### Work instruction 1
Repeat the part of the whale encounter article that runs from "At first, Packard" down to "had actually happened.".
### Work instruction 2
Summarize the whale encounter article in three sentences.

### Text shown
--
This past weekend, Michael Packard’s lobster diving routine took a sharp turn when the 56 year-old fisherman found himself entrapped inside the mouth of a hunchback whale. Off the coast of Herring Cove Beach in Massachusetts, Packard was swimming towards the sea floor to pluck lobsters off the sandy bottom when he suddenly found himself engulfed in absolute darkness.
“All of a sudden, I felt this huge shove and the next thing I knew it was completely black,” Packard told the Cape Cod Times later that same day after he was released from Cape Cod Hospital in Hyannis.
At first, Packard thought he had been swallowed by a Great White shark. But when he couldn’t feel any teeth and realized he hadn’t sustained any major wounds, it didn’t take him long to realize what had actually happened.
“I could sense I was moving, and I could feel the whale squeezing with the muscles in his mouth,” Packard said.
“I was completely inside; it was completely black,” Packard said. “I thought to myself, ‘there’s no way I’m getting out of here. I’m done, I’m dead,” the diver recalled. “All I could think of was my boys — they’re 12 and 15 years old.”
Packard estimated he was inside the whale for a little less than a minute before the whale finally surfaced and released him.
“I saw light, and he started throwing his head side to side, and the next thing I knew I was outside (in the water),” said Packard.
When the whale surfaced, Packard’s fellow crew member Josiah Mayo thought it was a shark by all the commotion in the water from the way the whale was shaking its head. Then the whale let Packard loose, flinging the Wellfleet fisherman back into the sea where Mayo picked him up and rushed him back to the Provincetown pier. From there, a Provincetown Fire Department ambulance took him to Cape Cod Hospital.
Whales are not known for being aggressive towards humans, and consume a diet that consists of small crustaceans and fish through a process known as “filter-feeding” that strains tiny food from the water like a sieve, allowing water to pass through while capturing food particles.
Incidents of feeding humpbacks injuring swimmers and divers, especially instances of swallowing them, are so uncommon that they are practically nonexistent, Jooke Robbins, director of Humpback Whale Studies at the Center for Coastal Studies in Provincetown, told the Cape Cod Times.
“Based on what was described, this would have to be a mistake and an accident on the part of the humpback,” Rooke said.
--
(Records from a data source)

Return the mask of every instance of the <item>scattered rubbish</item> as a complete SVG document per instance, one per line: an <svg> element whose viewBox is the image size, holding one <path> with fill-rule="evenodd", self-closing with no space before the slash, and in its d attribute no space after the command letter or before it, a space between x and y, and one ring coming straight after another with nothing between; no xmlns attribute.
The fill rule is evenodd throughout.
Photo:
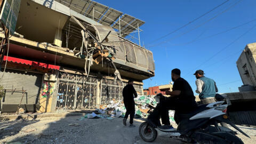
<svg viewBox="0 0 256 144"><path fill-rule="evenodd" d="M27 130L21 131L22 131L23 132L34 132L35 130L36 130L35 129L27 129Z"/></svg>
<svg viewBox="0 0 256 144"><path fill-rule="evenodd" d="M11 130L13 129L13 127L7 127L4 129L4 130Z"/></svg>
<svg viewBox="0 0 256 144"><path fill-rule="evenodd" d="M150 109L155 107L158 102L155 99L155 95L138 95L134 99L135 101L135 117L147 118ZM114 117L124 117L126 110L122 100L113 100L108 105L100 105L99 109L97 109L98 115L92 113L81 117L79 120L86 118L106 118L113 119ZM175 123L173 118L174 111L169 110L169 116L171 122Z"/></svg>
<svg viewBox="0 0 256 144"><path fill-rule="evenodd" d="M25 110L22 108L20 108L18 110L19 110L19 113L18 113L19 114L23 114L25 113Z"/></svg>
<svg viewBox="0 0 256 144"><path fill-rule="evenodd" d="M68 124L68 126L79 126L79 124L77 124L77 123L69 124Z"/></svg>
<svg viewBox="0 0 256 144"><path fill-rule="evenodd" d="M96 115L94 113L92 113L91 114L87 115L87 118L93 118L97 117L97 115Z"/></svg>

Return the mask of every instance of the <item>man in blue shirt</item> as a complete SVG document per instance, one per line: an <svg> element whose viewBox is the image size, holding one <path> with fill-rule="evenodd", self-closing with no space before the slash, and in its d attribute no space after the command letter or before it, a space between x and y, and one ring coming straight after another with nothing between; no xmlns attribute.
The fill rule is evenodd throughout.
<svg viewBox="0 0 256 144"><path fill-rule="evenodd" d="M213 79L205 77L204 71L197 70L194 74L196 76L196 90L199 93L199 98L201 100L201 104L208 104L215 102L215 95L218 92L216 83Z"/></svg>

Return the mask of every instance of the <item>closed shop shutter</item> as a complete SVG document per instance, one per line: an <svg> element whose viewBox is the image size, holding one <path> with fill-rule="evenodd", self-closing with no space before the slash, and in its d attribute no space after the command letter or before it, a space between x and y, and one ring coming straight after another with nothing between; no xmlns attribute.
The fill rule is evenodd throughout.
<svg viewBox="0 0 256 144"><path fill-rule="evenodd" d="M0 78L4 74L3 71L2 69L0 73ZM24 94L21 104L38 103L42 77L42 74L25 73L23 71L6 69L0 82L0 85L8 90L1 100L2 104L19 105L22 97L21 91L22 87L26 93Z"/></svg>

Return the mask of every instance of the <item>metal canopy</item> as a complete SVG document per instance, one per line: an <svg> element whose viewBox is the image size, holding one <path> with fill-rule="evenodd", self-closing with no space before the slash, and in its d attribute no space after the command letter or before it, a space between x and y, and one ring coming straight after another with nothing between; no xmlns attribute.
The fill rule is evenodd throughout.
<svg viewBox="0 0 256 144"><path fill-rule="evenodd" d="M127 14L125 14L122 17L122 18L120 19L121 30L122 31L123 31L125 29L125 27L127 26L127 25L132 21L133 21L134 19L134 17ZM116 22L113 27L113 28L119 30L119 22Z"/></svg>
<svg viewBox="0 0 256 144"><path fill-rule="evenodd" d="M105 17L103 17L101 19L101 21L100 21L100 23L103 25L105 25L104 23L106 23L107 25L112 25L122 14L122 12L112 8L109 8L108 11L105 14Z"/></svg>
<svg viewBox="0 0 256 144"><path fill-rule="evenodd" d="M90 18L94 16L94 19L96 19L94 20L98 21L105 14L108 9L109 7L107 6L92 1L90 6L85 11L85 15ZM93 9L94 12L93 12Z"/></svg>
<svg viewBox="0 0 256 144"><path fill-rule="evenodd" d="M138 30L138 23L140 27L145 23L127 14L122 15L122 12L91 0L55 1L99 23L121 30L122 36L124 37ZM117 20L119 18L121 18L120 25Z"/></svg>
<svg viewBox="0 0 256 144"><path fill-rule="evenodd" d="M134 20L132 22L131 22L130 25L127 25L125 29L122 30L121 34L123 34L122 35L122 36L124 37L125 37L130 33L135 30L136 29L138 29L138 26L139 27L143 25L144 23L145 23L145 22L141 20L138 19Z"/></svg>

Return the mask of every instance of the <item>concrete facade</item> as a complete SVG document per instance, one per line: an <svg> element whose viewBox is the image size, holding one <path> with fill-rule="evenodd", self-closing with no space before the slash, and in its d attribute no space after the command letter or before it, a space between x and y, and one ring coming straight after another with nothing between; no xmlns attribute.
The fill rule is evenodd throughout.
<svg viewBox="0 0 256 144"><path fill-rule="evenodd" d="M236 62L244 85L256 86L256 43L247 44Z"/></svg>

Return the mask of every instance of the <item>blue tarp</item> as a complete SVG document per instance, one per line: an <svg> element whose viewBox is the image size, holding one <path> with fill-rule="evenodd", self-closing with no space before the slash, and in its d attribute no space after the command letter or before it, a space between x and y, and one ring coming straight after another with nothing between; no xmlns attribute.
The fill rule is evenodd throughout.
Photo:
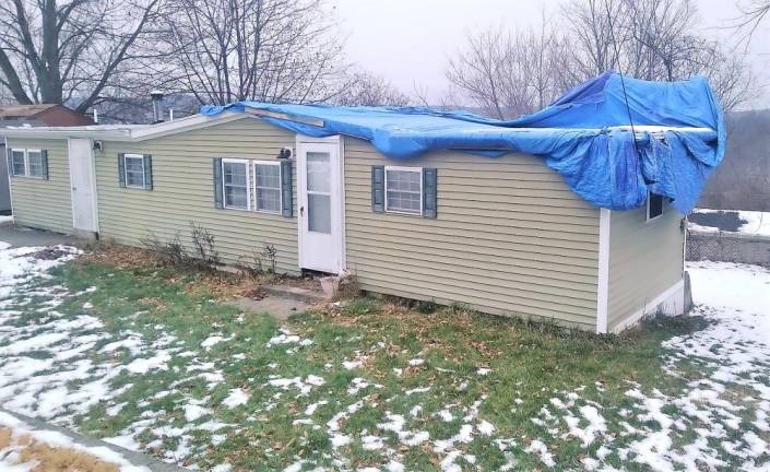
<svg viewBox="0 0 770 472"><path fill-rule="evenodd" d="M596 206L639 208L651 191L671 198L674 206L687 214L724 155L726 135L720 105L701 76L682 82L624 81L625 95L620 75L605 72L543 110L514 120L415 107L258 102L204 106L201 114L247 108L281 114L288 119L275 115L263 119L311 137L365 139L394 160L435 150L490 157L509 151L534 154ZM636 142L628 129L629 109ZM308 120L320 120L322 126Z"/></svg>

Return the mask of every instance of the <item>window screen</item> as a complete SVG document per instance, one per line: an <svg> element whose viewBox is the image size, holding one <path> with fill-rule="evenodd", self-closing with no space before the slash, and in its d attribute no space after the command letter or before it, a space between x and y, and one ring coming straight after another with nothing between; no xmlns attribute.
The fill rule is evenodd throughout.
<svg viewBox="0 0 770 472"><path fill-rule="evenodd" d="M386 167L386 211L422 214L422 168Z"/></svg>
<svg viewBox="0 0 770 472"><path fill-rule="evenodd" d="M254 164L257 210L281 213L281 163Z"/></svg>
<svg viewBox="0 0 770 472"><path fill-rule="evenodd" d="M222 179L225 190L225 208L248 210L249 187L246 162L224 161Z"/></svg>
<svg viewBox="0 0 770 472"><path fill-rule="evenodd" d="M13 175L15 175L15 176L26 175L26 164L24 161L24 150L11 151L11 161L13 164Z"/></svg>
<svg viewBox="0 0 770 472"><path fill-rule="evenodd" d="M144 156L126 154L126 187L144 188Z"/></svg>

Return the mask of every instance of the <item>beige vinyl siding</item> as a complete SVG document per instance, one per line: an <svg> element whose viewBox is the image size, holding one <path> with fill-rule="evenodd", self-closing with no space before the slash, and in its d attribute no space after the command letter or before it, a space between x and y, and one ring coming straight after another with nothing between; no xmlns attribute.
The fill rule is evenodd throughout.
<svg viewBox="0 0 770 472"><path fill-rule="evenodd" d="M253 161L275 162L282 148L294 149L294 133L249 117L142 142L105 142L104 152L96 156L100 235L141 246L150 234L170 239L178 233L189 245L190 223L196 222L215 236L215 247L225 262L232 264L240 256L273 245L279 272L297 273L296 211L289 219L253 210L216 209L213 180L215 157L252 160L249 173L253 187ZM120 188L119 153L152 155L152 191ZM296 206L296 194L293 201Z"/></svg>
<svg viewBox="0 0 770 472"><path fill-rule="evenodd" d="M438 217L374 213L371 166L438 169ZM345 139L347 267L375 293L595 329L599 210L542 160L387 160Z"/></svg>
<svg viewBox="0 0 770 472"><path fill-rule="evenodd" d="M20 226L72 233L72 196L67 140L9 139L10 149L48 151L48 180L11 177L15 222Z"/></svg>
<svg viewBox="0 0 770 472"><path fill-rule="evenodd" d="M666 201L661 216L645 216L643 206L609 214L609 331L682 280L682 215Z"/></svg>

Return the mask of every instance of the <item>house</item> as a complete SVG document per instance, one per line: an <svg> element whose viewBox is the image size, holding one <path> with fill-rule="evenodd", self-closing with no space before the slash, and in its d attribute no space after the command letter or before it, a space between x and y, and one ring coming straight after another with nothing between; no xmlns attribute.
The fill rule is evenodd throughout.
<svg viewBox="0 0 770 472"><path fill-rule="evenodd" d="M542 156L489 157L473 144L473 153L387 156L398 139L427 135L408 135L410 122L433 130L426 143L440 142L443 126L499 142L499 128L424 110L209 111L150 126L9 130L16 224L140 246L149 235L189 245L194 222L227 263L269 245L280 272L346 270L365 291L600 333L683 310L683 217L668 199L597 208Z"/></svg>
<svg viewBox="0 0 770 472"><path fill-rule="evenodd" d="M16 126L83 126L91 125L87 117L62 105L9 105L0 106L0 138L2 128ZM4 143L0 152L5 155ZM5 166L0 166L0 214L10 213L11 193Z"/></svg>

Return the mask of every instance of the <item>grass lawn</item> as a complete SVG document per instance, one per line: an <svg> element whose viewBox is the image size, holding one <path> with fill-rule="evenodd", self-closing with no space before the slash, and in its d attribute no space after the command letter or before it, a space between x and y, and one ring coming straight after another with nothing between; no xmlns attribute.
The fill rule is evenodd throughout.
<svg viewBox="0 0 770 472"><path fill-rule="evenodd" d="M701 439L769 439L753 423L759 400L738 387L719 393L739 410L671 400L712 369L662 344L704 328L699 317L600 337L363 297L281 324L223 303L232 285L94 258L55 268L0 306L2 332L16 330L0 337L2 368L27 370L0 399L222 471L649 470L643 456L661 447L700 467L688 447ZM714 422L726 439L703 439ZM720 468L743 463L726 449L714 449Z"/></svg>

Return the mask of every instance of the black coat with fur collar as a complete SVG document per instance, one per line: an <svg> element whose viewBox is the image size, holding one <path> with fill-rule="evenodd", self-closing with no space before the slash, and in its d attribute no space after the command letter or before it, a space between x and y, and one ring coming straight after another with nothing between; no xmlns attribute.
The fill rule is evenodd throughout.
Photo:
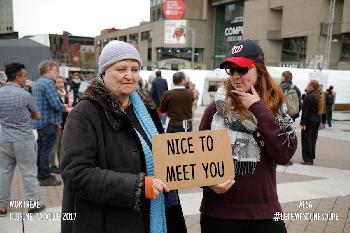
<svg viewBox="0 0 350 233"><path fill-rule="evenodd" d="M155 106L141 95L159 133ZM62 139L63 233L148 232L144 154L121 102L94 81L69 114Z"/></svg>

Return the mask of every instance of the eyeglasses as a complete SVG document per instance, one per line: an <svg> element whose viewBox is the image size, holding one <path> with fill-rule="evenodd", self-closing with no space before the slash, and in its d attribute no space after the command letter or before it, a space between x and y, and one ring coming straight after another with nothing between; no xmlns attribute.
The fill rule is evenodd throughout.
<svg viewBox="0 0 350 233"><path fill-rule="evenodd" d="M225 68L225 71L228 75L233 75L235 73L235 71L239 74L239 75L245 75L246 73L248 73L250 68L255 67L255 64L252 64L248 67L240 67L240 66L231 66L231 67L227 67Z"/></svg>

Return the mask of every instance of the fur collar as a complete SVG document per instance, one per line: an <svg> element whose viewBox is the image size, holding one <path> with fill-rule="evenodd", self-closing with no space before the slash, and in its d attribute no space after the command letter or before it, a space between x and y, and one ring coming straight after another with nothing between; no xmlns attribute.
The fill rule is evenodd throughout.
<svg viewBox="0 0 350 233"><path fill-rule="evenodd" d="M144 92L140 90L136 90L136 92L140 95L146 108L156 108L153 100ZM112 128L114 130L120 129L121 124L123 124L123 120L120 117L122 114L122 102L105 87L102 80L95 79L86 89L84 95L80 97L80 100L88 100L98 104L103 109L103 112Z"/></svg>

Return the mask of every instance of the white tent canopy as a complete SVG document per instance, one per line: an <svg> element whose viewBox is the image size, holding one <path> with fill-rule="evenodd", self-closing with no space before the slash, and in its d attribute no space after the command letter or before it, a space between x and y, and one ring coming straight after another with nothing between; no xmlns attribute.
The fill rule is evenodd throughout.
<svg viewBox="0 0 350 233"><path fill-rule="evenodd" d="M320 80L324 89L326 90L330 85L334 86L334 90L337 92L336 103L337 104L348 104L350 103L350 71L349 70L324 70L322 73L315 72L313 69L299 69L299 68L287 68L287 67L267 67L272 78L279 84L281 74L283 71L289 70L293 74L293 83L299 87L300 91L303 93L308 82L311 78L316 78ZM162 77L168 82L169 88L173 86L173 74L176 72L174 70L161 70ZM199 102L203 103L203 100L208 98L208 81L212 78L213 80L222 80L227 77L224 70L181 70L183 71L187 78L190 79L199 91ZM142 79L148 80L151 76L155 77L155 71L141 71ZM205 91L206 89L206 91Z"/></svg>

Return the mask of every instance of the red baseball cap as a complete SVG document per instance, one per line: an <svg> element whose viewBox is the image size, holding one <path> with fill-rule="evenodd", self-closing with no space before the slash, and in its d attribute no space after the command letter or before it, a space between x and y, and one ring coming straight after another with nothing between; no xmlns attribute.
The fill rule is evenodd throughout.
<svg viewBox="0 0 350 233"><path fill-rule="evenodd" d="M221 62L220 69L225 69L232 64L240 67L248 67L255 62L265 65L264 53L259 45L251 40L242 40L231 49L231 57Z"/></svg>

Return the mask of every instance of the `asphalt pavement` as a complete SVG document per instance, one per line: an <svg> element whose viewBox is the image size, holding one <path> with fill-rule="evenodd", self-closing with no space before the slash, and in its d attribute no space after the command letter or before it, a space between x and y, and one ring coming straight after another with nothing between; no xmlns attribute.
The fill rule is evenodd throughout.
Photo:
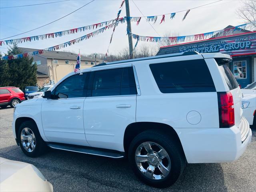
<svg viewBox="0 0 256 192"><path fill-rule="evenodd" d="M188 164L172 186L156 189L142 183L127 160L49 149L30 158L16 144L12 134L13 109L0 109L0 157L33 164L53 185L54 192L256 191L256 131L240 158L228 163ZM27 176L29 182L29 176ZM29 187L29 184L28 185Z"/></svg>

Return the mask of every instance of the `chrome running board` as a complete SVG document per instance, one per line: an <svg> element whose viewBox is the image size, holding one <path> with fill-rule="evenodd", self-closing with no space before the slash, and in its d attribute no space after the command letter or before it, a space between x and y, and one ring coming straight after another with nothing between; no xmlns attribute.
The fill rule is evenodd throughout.
<svg viewBox="0 0 256 192"><path fill-rule="evenodd" d="M48 146L53 149L85 153L90 155L98 155L111 158L119 158L124 157L124 152L115 150L58 143L47 142L46 144Z"/></svg>

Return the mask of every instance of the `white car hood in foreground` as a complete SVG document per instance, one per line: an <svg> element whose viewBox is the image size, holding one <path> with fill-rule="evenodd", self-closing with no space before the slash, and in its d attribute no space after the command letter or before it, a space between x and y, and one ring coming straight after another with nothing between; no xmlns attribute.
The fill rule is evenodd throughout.
<svg viewBox="0 0 256 192"><path fill-rule="evenodd" d="M53 188L34 165L0 157L0 191L52 192Z"/></svg>

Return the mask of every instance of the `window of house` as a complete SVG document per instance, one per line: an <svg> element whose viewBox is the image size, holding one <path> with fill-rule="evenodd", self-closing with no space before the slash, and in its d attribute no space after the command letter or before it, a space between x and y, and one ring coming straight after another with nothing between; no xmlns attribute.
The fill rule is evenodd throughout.
<svg viewBox="0 0 256 192"><path fill-rule="evenodd" d="M87 86L85 82L88 74L89 72L83 73L81 75L74 75L63 80L56 88L54 97L61 99L85 97Z"/></svg>
<svg viewBox="0 0 256 192"><path fill-rule="evenodd" d="M136 94L136 84L132 67L95 72L92 96Z"/></svg>
<svg viewBox="0 0 256 192"><path fill-rule="evenodd" d="M34 61L34 62L33 62L33 63L32 63L32 64L34 64L35 63L36 63L37 65L40 65L41 61Z"/></svg>
<svg viewBox="0 0 256 192"><path fill-rule="evenodd" d="M246 61L234 61L234 76L236 79L246 79Z"/></svg>
<svg viewBox="0 0 256 192"><path fill-rule="evenodd" d="M7 94L8 93L10 93L10 92L8 90L6 89L0 89L0 94Z"/></svg>
<svg viewBox="0 0 256 192"><path fill-rule="evenodd" d="M163 93L216 91L212 76L203 59L150 64Z"/></svg>

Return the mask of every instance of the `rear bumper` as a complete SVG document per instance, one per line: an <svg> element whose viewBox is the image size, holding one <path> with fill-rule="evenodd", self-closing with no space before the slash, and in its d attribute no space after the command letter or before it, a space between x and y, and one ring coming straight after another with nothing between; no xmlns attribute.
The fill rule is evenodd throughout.
<svg viewBox="0 0 256 192"><path fill-rule="evenodd" d="M244 117L238 128L175 129L188 163L233 161L244 153L252 139Z"/></svg>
--
### Response 1
At first, Packard thought he had been swallowed by a Great White shark. But when he couldn’t feel any teeth and realized he hadn’t sustained any major wounds, it didn’t take him long to realize what had actually happened.

### Response 2
Michael Packard, a 56-year-old fisherman diving for lobsters off Herring Cove Beach in Massachusetts, suddenly found himself inside the mouth of a whale. He estimated he was inside for a little less than a minute before the whale surfaced and threw him back into the sea, where crew member Josiah Mayo picked him up, and an ambulance later took him to Cape Cod Hospital. The director of Humpback Whale Studies at the Center for Coastal Studies in Provincetown told the Cape Cod Times that incidents of feeding humpbacks swallowing swimmers and divers are so uncommon that they are practically nonexistent.